Objective: Rewrite the material below as a numbered list with one entry per line, skipping blank lines and omitting the pictures.

## START

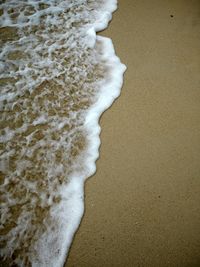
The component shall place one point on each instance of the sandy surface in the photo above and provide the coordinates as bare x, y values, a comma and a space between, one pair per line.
143, 204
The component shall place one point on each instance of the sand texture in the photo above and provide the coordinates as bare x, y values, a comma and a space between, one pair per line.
142, 207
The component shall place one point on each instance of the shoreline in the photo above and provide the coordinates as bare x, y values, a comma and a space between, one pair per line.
142, 205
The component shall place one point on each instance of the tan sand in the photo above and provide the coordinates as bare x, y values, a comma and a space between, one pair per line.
143, 204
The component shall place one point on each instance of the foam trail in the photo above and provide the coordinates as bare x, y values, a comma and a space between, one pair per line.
58, 77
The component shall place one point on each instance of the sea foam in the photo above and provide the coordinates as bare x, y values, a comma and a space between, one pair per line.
57, 78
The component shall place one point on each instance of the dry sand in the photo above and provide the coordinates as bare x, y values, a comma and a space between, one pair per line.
143, 204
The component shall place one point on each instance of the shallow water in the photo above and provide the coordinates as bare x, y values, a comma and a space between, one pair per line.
53, 71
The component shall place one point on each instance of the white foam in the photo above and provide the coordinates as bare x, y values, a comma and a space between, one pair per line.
72, 206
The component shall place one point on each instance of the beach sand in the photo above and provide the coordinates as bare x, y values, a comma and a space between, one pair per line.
142, 207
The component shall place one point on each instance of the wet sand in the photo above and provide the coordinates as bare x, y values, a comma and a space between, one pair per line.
142, 207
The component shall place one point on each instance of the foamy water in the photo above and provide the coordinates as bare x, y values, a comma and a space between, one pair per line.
57, 77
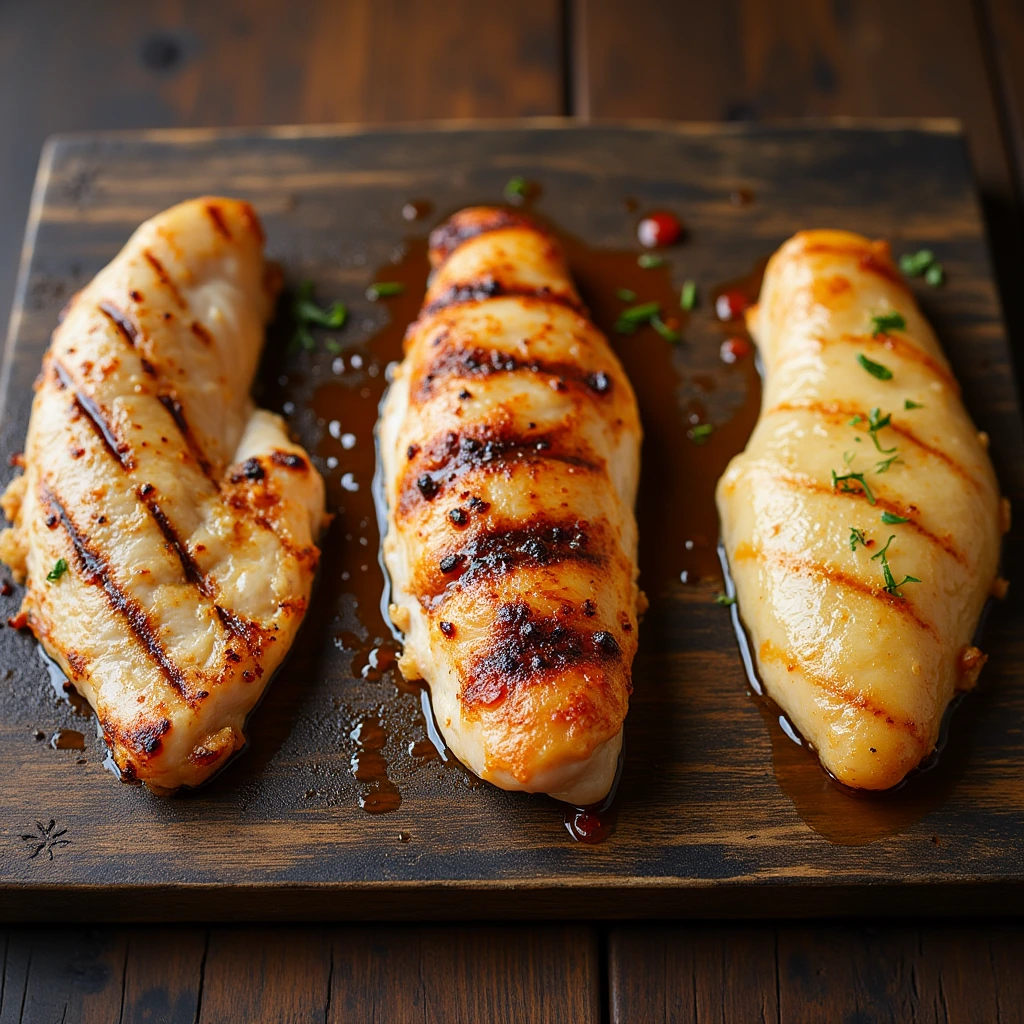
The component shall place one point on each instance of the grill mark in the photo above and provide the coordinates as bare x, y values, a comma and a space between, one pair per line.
244, 629
882, 504
173, 407
837, 411
94, 413
460, 228
808, 566
491, 288
121, 321
165, 278
453, 361
853, 698
496, 552
868, 259
524, 648
217, 216
94, 566
446, 459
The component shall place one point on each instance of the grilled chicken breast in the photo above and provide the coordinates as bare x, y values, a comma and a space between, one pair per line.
862, 522
165, 527
510, 445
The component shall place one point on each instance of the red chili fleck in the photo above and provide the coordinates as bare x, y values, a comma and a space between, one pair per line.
734, 349
730, 304
659, 229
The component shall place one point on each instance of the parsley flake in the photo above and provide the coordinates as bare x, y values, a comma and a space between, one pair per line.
885, 323
847, 489
59, 567
875, 369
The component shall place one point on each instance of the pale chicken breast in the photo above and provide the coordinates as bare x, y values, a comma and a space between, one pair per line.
164, 527
862, 523
510, 442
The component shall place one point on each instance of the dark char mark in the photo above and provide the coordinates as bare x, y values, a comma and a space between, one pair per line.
95, 415
498, 552
95, 569
462, 363
523, 646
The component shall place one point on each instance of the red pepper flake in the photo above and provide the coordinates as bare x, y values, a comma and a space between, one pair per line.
734, 349
658, 229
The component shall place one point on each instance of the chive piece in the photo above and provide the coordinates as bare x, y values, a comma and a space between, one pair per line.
892, 587
516, 188
914, 264
888, 322
384, 290
632, 317
664, 330
847, 489
875, 369
59, 567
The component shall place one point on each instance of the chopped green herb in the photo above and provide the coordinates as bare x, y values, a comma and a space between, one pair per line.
664, 330
888, 322
59, 567
877, 422
875, 369
914, 264
847, 489
384, 290
517, 188
892, 587
632, 317
306, 314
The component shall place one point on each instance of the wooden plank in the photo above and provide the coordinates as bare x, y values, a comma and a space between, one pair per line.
792, 974
705, 824
547, 975
116, 64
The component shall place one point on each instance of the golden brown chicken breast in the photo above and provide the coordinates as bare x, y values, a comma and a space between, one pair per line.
510, 442
164, 526
862, 522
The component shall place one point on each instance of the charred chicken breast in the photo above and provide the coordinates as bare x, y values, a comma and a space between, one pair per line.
510, 444
164, 527
862, 522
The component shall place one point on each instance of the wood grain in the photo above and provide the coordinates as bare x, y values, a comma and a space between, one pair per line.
704, 826
115, 64
291, 975
791, 974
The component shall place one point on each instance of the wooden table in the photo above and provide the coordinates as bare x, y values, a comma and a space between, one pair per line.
117, 65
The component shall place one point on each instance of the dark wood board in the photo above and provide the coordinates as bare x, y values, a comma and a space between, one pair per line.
704, 827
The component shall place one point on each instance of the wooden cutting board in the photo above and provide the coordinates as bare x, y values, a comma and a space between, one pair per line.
718, 813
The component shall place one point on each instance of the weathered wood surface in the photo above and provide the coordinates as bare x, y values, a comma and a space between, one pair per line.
218, 975
704, 826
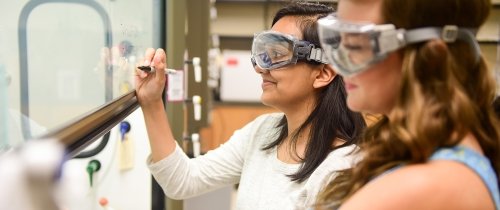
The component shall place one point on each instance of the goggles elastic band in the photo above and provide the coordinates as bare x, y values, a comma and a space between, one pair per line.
448, 33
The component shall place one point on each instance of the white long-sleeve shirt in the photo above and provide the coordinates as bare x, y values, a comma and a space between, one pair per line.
262, 179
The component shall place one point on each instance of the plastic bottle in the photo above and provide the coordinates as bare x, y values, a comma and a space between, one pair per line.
105, 204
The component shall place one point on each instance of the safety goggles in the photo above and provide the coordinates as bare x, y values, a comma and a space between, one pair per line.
353, 47
273, 50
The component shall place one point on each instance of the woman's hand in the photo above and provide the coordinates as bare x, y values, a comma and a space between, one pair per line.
149, 86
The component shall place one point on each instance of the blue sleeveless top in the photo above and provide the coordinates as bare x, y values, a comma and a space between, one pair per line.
477, 162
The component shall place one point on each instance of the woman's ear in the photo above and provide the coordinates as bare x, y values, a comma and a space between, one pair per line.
324, 77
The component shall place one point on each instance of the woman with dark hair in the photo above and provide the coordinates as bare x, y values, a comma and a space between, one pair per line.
418, 63
280, 160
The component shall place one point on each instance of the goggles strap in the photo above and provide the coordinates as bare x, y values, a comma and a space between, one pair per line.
317, 55
310, 52
448, 34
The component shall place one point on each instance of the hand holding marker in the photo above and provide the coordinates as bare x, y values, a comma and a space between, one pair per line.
151, 69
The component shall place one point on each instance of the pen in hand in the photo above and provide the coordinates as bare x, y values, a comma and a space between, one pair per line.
151, 69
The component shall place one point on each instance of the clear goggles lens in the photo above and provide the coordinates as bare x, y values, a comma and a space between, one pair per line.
352, 48
272, 50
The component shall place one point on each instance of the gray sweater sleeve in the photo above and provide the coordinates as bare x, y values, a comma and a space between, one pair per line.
182, 177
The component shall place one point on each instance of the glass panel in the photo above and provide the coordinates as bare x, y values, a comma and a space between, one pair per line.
62, 59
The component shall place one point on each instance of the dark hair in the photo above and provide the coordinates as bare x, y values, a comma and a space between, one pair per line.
307, 14
331, 118
496, 106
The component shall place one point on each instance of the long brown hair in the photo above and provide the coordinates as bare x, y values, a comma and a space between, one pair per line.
331, 118
445, 94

## END

Answer to the exercise:
1. The component shall place one point on each instance of the sandy surface in the photo above and provide the coordinates as bare x, y values, a comma and a space between, one pair per line.
2. 143, 204
3. The component shall place one point on each instance of the sand texture in the photo above and provide the coordinates as bare x, y values, a comma and a space between, one pair per line.
4. 142, 207
5. The component shall place one point on each instance of the shoreline in the photo above and provide the coordinates as bare x, y values, a comma and a space between, one pair per line.
6. 142, 205
7. The component shall place one point on each instance of the tan sand in the photo above and provide the coordinates as bare x, y values, a comma and a space between, one pair per line.
8. 143, 204
9. The component shall place one point on each instance of the foam trail in the photo above and provide the coordinates as bare x, y values, a comma and a space between, one pair per line.
10. 58, 77
11. The component shall place one point on each instance of the sea foam in the photo above and provide the coordinates as bare x, y values, a comma and a space between, one pair per line.
12. 57, 78
13. The component shall place one point on each instance of the dry sand in the photo above and provide the coordinates as bare x, y values, a comma and a space between, one pair per line.
14. 143, 204
15. The component shall place one point on each instance of the shallow water in the photo above and provide the coordinates as bare x, y values, a comma and a space between, one pair per line.
16. 53, 71
17. The component shall place one point on each instance of the white foam in the photo above and provide the coordinates as bare x, y values, a comma and a space between, one pair per line.
18. 72, 206
19. The component shall place one point on each instance of the beach sand in the photo above and provide the coordinates as bare x, y values, a comma and a space between, one pair per line.
20. 142, 207
21. The component shall place one point on each instance of the wet sand in the photo above and provide the coordinates as bare x, y values, a comma and a space between, one pair per line.
22. 142, 207
23. The component shall place one point on each instance of the foamy water in the photo above and provide the coordinates as bare x, y values, a comma and a space between, one pair per line.
24. 57, 77
25. The component shall place one point on each instance of the grill mark in the photo above and provide the coordinates as bare x, y values, a comma and a space between, one pair per line.
26. 244, 629
27. 882, 504
28. 173, 407
29. 837, 411
30. 94, 413
31. 460, 228
32. 808, 566
33. 491, 288
34. 121, 321
35. 165, 278
36. 453, 361
37. 853, 698
38. 496, 552
39. 868, 259
40. 524, 648
41. 217, 216
42. 94, 566
43. 446, 459
44. The component shall place one point on each instance of the grilled chicken breast in the photo above and provide the coordinates as bare x, y values, a comma and a space between, one pair per line.
45. 862, 522
46. 165, 527
47. 510, 445
48. The component shall place one point on each instance of the red chili fleck in the photo above and provide the coordinates as bare x, y values, a comma and a space between, one pair per line.
49. 734, 349
50. 730, 304
51. 659, 229
52. The component shall place one point on each instance of the parsley flake in the photo above and provide the coordinates as bare x, y values, a comma and a space between, one pair per line.
53. 885, 323
54. 847, 489
55. 59, 567
56. 875, 369
57. The component shall place one point on each instance of the pale chicken breast in the photo above and provide the coordinates as bare x, y values, a comma and a space between, one pair per line.
58. 164, 527
59. 862, 523
60. 510, 442
61. The component shall place one point on each instance of the dark char mark in the photo above and provide the coordinates as bare x, y values, a comma and a space between, one pair per line.
62. 95, 415
63. 498, 552
64. 95, 569
65. 462, 363
66. 523, 646
67. The component shall place one point on each instance of the red pepper flake in the photo above and provide the coordinates as bare x, y values, a comma and a space between, one pair per line.
68. 734, 349
69. 658, 229
70. The component shall place one point on each instance of the chive piece in the photo above and provide the coordinates as bare x, y values, a comma and a space between, one pair per line.
71. 892, 587
72. 516, 188
73. 914, 264
74. 888, 322
75. 384, 290
76. 632, 317
77. 664, 330
78. 847, 489
79. 875, 369
80. 59, 567
81. The component shall place one point on each instance of the chopped green herb in the photo above and provide the coordinates as bare x, y values, a comma and a space between, one pair per line.
82. 664, 330
83. 888, 322
84. 59, 567
85. 877, 422
86. 875, 369
87. 914, 264
88. 847, 489
89. 384, 290
90. 517, 188
91. 892, 587
92. 632, 317
93. 306, 314
94. The component shall place one point on each instance of the wooden plank in the photo above and provide the coordinates as bare x, y values, a comma and a space between, one pair per line.
95. 792, 974
96. 705, 824
97. 547, 975
98. 116, 64
99. The component shall place one point on each instance of the golden brown chicken breast in the photo above and provide the coordinates as bare x, y values, a comma and a space between, one pair per line.
100. 510, 442
101. 164, 526
102. 862, 522
103. The component shall place one point on each instance of the charred chicken breast in the photo above and provide the coordinates as bare x, y values, a comma and a space between, one pair per line.
104. 510, 444
105. 164, 527
106. 862, 522
107. The component shall place one point on each instance of the wood grain in the photo above and provide the coordinates as bare x, y values, a comma and a space between, one pair per line.
108. 704, 826
109. 115, 64
110. 291, 975
111. 791, 974
112. The component shall place one point on each instance of the wooden table in the photo above and provide the coordinates as bare x, y values, a comma and a space between, one pair per line.
113. 117, 65
114. The component shall place one point on each instance of the dark wood board in the photo above and provide the coordinates as bare x, y values, a comma and a space between, one pair per line.
115. 704, 827
116. The component shall place one point on each instance of the wooden cutting board in the photo above and provide the coordinates as bare x, y values, a comma and a space between, one pair per line.
117. 718, 813
118. The component shall place one point on each instance of the weathered wood surface in the photo above and provide the coordinates as bare x, y values, a comma and a space between, one pair per line.
119. 218, 975
120. 704, 826
121. The component shall place one point on each instance of the goggles elastic band in the photo above and provide the coordinates as bare x, y values, a comma and a space between, one pair per line.
122. 448, 33
123. The component shall place one point on each instance of the white long-sleeve shirt in the photo above and provide the coordinates as bare x, y values, a comma and a space between, one pair per line.
124. 262, 179
125. The component shall place one point on each instance of the plastic bottle in the photo above and provide the coordinates as bare x, y values, a comma and a space between, one pair per line.
126. 105, 204
127. The component shall place one point on each instance of the safety goggles in the photo above and provide the coordinates as bare x, y values, a comma and a space between, one pair per line.
128. 353, 47
129. 273, 50
130. The component shall place one point on each instance of the woman's hand in the photo above and provide the coordinates as bare x, y values, a comma and a space between, one pair per line.
131. 149, 86
132. The component shall place one point on each instance of the blue sleeveless top in the photo above and provide the coordinates as bare x, y values, a comma and a space between, one pair per line.
133. 477, 162
134. The component shall place one point on each instance of the woman's ear in the photo above and provide the coordinates as bare x, y values, a comma and a space between, one pair per line.
135. 324, 77
136. The component shall place one point on each instance of the woman with dark hair in the photo above and provide the coordinates as bare x, y values, a comma and a space between, one pair per line.
137. 418, 63
138. 280, 160
139. The component shall place one point on each instance of the goggles strap in the photo above and provide the coordinates as bare x, y values, a comma and a space between, one pair per line.
140. 317, 55
141. 310, 52
142. 448, 34
143. The component shall place one point on each instance of the hand holding marker in the photo above and provide the coordinates as bare x, y values, a comma and a space between, one pair per line.
144. 151, 69
145. The component shall place one point on each instance of the pen in hand in the photo above and provide the coordinates as bare x, y values, a comma and a space between, one pair per line.
146. 151, 69
147. The component shall place one point on each instance of the clear goggles lens in the photo above and provide the coordinates as bare x, y values, a comma and a space between, one pair per line.
148. 352, 48
149. 272, 50
150. The component shall place one point on each instance of the gray sweater sleeve in the photo above and provide the coordinates as bare x, y values, a comma and a space between, one pair per line.
151. 182, 177
152. The component shall place one point on each instance of the glass panel in the photo above and provide the coordinates as bare x, y values, a comma and a space between, one pair per line.
153. 62, 59
154. The component shall place one point on each instance of the dark hair in the photo above and provide the coordinates as bare x, y values, a comma and a space between, one pair per line.
155. 307, 14
156. 331, 118
157. 496, 106
158. The component shall place one point on each instance of the long brown hair in the photo above and provide the coordinates as bare x, y values, a comma and a space between, one pair per line.
159. 331, 118
160. 445, 94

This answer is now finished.